- CHALLENGE: Rewrite everything from the line containing "object | cream throw blanket" down to the end of the material, changing "cream throw blanket" to "beige throw blanket" and leaving the rest as it is.

>> BEGIN RAW RECORDS

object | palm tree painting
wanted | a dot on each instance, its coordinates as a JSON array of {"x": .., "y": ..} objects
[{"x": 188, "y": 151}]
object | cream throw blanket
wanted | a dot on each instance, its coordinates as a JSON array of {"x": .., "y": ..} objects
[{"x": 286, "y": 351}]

>> END RAW RECORDS

- RESULT:
object | beige throw blanket
wanted | a dot on each instance, its coordinates as a JSON array of {"x": .., "y": ..} objects
[{"x": 286, "y": 351}]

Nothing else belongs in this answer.